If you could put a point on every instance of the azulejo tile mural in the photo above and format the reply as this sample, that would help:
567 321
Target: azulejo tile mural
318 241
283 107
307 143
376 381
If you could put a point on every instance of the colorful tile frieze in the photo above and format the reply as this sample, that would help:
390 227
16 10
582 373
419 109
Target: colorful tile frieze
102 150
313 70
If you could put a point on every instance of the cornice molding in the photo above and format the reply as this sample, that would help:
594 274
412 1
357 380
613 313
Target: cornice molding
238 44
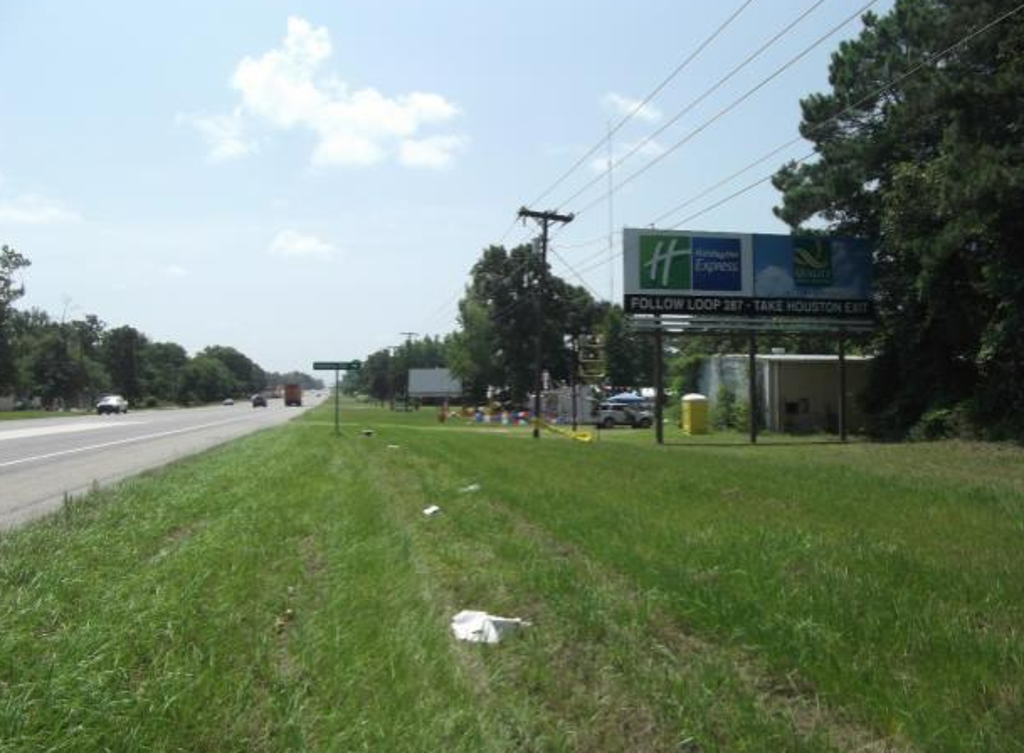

Task requirements: Rename "cornice molding" to "crown molding" in the part of the entries above that opens with the line containing "of the cornice" and runs through the end of the entries, keeping everything else unchanged. Give back only that part, without the pictures.

Answer to this exercise:
If you could put a point on every instance of the crown molding in the photo above and format the reply as this sample, that would help:
594 274
412 1
357 380
613 313
Target: crown molding
238 44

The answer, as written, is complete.